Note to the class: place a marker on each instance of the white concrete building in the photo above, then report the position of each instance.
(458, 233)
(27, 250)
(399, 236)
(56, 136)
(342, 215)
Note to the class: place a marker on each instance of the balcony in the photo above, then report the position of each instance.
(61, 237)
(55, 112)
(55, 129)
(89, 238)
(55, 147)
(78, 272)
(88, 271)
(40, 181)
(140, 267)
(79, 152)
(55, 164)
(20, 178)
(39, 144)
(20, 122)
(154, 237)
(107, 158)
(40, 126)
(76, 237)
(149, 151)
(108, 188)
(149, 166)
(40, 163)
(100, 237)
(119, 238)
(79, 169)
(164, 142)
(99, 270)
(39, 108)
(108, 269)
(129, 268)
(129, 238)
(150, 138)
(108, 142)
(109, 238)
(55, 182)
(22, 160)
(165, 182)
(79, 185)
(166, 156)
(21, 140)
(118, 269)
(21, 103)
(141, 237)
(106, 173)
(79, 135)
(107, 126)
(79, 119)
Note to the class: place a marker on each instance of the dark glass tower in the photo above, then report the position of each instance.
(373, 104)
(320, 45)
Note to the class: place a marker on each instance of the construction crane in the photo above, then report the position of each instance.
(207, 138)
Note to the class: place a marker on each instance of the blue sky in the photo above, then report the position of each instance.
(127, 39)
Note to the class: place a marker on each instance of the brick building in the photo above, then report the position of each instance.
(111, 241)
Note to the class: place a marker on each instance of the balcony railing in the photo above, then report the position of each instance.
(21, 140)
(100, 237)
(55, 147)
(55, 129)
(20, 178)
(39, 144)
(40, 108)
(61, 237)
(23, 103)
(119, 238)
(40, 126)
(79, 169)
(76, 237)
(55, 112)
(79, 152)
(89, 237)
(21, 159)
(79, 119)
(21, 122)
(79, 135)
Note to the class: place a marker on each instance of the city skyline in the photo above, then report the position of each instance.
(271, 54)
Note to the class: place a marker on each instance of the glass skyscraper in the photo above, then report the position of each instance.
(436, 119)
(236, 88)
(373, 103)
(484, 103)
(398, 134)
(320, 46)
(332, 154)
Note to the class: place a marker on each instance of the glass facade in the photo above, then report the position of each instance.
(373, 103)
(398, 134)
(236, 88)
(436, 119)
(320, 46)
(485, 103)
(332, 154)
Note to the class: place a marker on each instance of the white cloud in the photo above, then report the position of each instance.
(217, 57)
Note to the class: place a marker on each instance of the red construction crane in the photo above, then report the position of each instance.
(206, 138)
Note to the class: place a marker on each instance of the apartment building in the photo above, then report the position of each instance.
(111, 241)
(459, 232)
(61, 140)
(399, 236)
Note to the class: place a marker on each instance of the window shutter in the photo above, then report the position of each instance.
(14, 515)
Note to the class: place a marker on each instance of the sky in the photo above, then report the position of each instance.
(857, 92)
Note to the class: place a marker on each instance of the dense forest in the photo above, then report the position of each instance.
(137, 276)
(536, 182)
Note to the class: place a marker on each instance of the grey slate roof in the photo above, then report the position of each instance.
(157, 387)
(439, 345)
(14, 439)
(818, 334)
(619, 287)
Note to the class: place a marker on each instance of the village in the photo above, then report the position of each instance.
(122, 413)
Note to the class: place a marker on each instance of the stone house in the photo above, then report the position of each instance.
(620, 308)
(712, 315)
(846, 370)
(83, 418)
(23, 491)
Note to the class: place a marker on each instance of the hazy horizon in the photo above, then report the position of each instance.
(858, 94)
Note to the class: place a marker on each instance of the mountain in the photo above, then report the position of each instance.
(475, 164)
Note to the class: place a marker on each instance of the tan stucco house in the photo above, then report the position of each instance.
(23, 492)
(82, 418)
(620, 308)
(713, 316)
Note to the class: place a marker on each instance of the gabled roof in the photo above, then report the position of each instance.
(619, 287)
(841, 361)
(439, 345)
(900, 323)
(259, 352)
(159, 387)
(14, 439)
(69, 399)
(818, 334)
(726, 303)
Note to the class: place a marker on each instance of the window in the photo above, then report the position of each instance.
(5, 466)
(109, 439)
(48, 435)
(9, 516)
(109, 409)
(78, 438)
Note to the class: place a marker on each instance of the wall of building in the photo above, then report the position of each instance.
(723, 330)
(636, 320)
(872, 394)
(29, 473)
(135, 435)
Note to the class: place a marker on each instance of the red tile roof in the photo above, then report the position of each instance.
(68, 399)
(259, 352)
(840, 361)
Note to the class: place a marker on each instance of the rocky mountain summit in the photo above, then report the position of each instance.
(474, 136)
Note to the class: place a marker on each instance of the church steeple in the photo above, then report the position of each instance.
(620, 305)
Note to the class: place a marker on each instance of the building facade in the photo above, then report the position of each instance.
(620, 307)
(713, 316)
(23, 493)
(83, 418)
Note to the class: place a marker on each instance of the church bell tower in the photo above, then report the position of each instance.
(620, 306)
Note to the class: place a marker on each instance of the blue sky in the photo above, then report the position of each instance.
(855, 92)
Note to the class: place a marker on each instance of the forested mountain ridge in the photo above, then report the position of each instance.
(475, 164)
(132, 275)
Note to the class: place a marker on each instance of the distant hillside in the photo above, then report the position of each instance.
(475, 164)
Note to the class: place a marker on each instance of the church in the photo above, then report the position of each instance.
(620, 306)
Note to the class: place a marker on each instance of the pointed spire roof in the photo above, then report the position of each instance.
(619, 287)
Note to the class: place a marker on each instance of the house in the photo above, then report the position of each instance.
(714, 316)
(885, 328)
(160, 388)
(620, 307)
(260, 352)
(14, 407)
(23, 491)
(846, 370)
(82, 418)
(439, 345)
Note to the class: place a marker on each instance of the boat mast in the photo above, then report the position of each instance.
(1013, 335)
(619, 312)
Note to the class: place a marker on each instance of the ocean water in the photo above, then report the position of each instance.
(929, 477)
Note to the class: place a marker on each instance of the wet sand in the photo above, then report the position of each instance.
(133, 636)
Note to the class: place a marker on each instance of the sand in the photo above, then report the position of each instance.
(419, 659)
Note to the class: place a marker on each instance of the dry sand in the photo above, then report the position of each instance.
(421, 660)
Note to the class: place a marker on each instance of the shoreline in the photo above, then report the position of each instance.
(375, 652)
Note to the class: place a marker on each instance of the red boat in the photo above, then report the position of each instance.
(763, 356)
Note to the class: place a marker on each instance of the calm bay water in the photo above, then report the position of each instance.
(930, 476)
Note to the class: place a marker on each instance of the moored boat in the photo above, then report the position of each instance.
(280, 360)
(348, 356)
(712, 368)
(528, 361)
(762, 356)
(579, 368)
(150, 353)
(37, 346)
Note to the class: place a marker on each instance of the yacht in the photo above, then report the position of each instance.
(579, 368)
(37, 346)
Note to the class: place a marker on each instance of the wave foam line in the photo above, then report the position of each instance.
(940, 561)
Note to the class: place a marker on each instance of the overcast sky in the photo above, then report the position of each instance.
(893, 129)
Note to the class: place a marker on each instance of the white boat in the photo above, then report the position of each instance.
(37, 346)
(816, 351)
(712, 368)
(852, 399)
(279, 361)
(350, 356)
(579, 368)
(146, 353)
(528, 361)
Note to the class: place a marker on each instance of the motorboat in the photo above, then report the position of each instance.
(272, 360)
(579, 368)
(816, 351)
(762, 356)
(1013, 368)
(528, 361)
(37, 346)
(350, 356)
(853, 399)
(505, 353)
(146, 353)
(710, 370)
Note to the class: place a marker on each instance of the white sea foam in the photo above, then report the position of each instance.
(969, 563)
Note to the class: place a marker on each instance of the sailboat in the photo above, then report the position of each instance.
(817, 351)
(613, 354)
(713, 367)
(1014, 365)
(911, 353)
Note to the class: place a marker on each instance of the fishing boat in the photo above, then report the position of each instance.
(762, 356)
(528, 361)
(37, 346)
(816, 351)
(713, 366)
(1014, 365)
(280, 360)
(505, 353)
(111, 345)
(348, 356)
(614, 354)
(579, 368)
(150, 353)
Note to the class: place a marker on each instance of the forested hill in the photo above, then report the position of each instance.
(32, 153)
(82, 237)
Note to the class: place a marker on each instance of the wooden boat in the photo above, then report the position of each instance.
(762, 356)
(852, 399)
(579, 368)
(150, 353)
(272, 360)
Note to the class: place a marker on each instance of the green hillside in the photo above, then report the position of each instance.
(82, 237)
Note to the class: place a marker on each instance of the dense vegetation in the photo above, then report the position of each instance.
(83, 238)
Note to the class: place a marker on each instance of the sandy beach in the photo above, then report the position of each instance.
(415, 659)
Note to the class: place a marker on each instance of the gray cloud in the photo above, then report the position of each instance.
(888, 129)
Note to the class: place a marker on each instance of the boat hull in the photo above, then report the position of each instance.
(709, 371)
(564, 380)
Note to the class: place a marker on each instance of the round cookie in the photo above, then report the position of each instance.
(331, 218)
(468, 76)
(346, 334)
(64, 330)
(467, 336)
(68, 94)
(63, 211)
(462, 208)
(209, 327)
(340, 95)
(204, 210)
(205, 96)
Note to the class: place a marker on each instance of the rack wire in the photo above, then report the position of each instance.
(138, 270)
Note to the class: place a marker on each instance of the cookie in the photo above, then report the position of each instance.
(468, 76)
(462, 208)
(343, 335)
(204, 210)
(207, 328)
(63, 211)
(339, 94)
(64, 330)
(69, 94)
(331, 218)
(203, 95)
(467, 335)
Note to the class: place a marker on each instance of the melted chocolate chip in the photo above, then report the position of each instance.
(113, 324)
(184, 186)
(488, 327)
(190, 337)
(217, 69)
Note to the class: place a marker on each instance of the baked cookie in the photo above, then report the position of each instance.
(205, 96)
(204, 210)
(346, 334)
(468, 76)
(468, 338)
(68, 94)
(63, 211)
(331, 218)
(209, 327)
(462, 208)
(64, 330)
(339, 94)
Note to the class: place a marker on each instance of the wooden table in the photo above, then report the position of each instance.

### Goal
Extract the closing run of lines, starting with the one containing "of the melted" and ending at the last, exactly as written.

### Exercise result
Note to the class: place a marker on each instance of the melted chocolate chip in the photo above, then report the position of each instance.
(113, 324)
(184, 186)
(488, 327)
(190, 337)
(217, 69)
Note to the class: place a marker on each instance of the baked cookie in the photo above, then report the position of each instance.
(205, 96)
(204, 210)
(346, 334)
(468, 76)
(468, 338)
(68, 94)
(63, 211)
(331, 218)
(209, 327)
(462, 208)
(64, 330)
(339, 94)
Note to the class: place a marker on each instance of the wooden table in the photo above, then report the position of each instance.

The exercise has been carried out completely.